My application for the Admin course at Hereford was approved and within a month I was on my way to Blighty. I spent a few weeks on this new course and naturally the time went by so quickly as I was enjoying every moment of it, especially the many moments I spent with Joan Turner. We were always together in the evenings and every weekend. I got on extremely well with her Dad, the Hereford United club secretary/manager, and with her two older sisters. I didn’t spend much time with the family but they were all highly likeable and pleasant people.
We went dancing regularly; to the cinema too. Country walks on Sunday afternoons were memorable too, because we could find some lovely spots that were devoid of other people. We spent many romantic hours alone in the sweet and pleasant countryside and life was perfect.
Nothing lasts forever and soon I had completed the course and had to say another fond farewell to a tearful Joannie. Parting, as the bard says, is such sweet sorrow.
Joan again watched as the train pulled out of Hereford railway station, weeping and waving until she was no longer in view.
Back at RAF Hospital Wegberg life went on just as before. I'd only been back a couple of months when my boss W.Officer Robinson told me that I was on the promotion list to corporal! I'd only been in the RAF for around two years or so and was soon to be a substantive corporal! More pay and a couple of chevrons on the arm of my tunic - but there was a snag. Yes, there's always a snag. I had to be posted to RAF Bruggen, where the promotion would be confirmed. Hmm ... a bit more in the pay packet but my little black market shennanigans would be at an end! However, it would be new surroundings, new work, and I'd be on a fighter station.

■ REQUIRED ACTION A:
Summarize the memoir excerpt in two sentences.
■ REQUIRED ACTION B:
Retype the part of the memoir excerpt starting at "We went dancing" and ending at "such sweet sorrow.".

■ RECORDS SHOWN:
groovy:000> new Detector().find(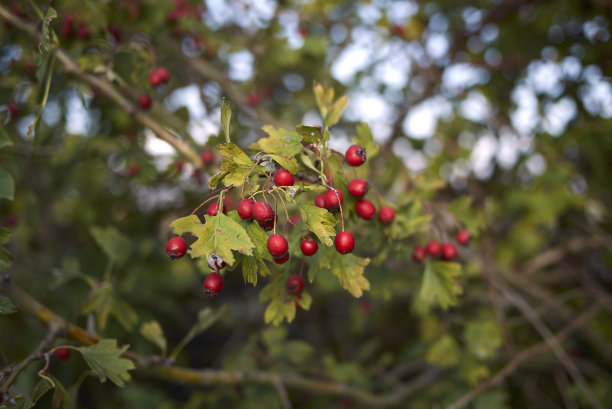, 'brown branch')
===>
[0,5,202,168]
[0,275,440,408]
[446,303,600,409]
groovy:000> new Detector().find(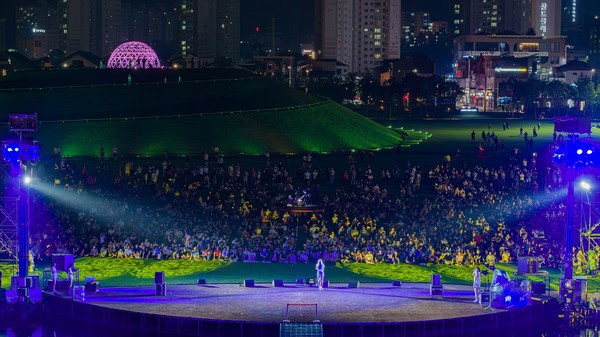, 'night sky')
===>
[0,0,600,49]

■ WRITTEN SOLUTION A:
The writer took an Admin course at Hereford and spent evenings and weekends with Joan Turner, who wept and waved at the railway station when the course ended. Back at RAF Hospital Wegberg, the writer learned of being on the promotion list to corporal, which meant a posting to RAF Bruggen and an end to the writer's black market dealings.

■ WRITTEN SOLUTION B:
We went dancing regularly; to the cinema too. Country walks on Sunday afternoons were memorable too, because we could find some lovely spots that were devoid of other people. We spent many romantic hours alone in the sweet and pleasant countryside and life was perfect.
Nothing lasts forever and soon I had completed the course and had to say another fond farewell to a tearful Joannie. Parting, as the bard says, is such sweet sorrow.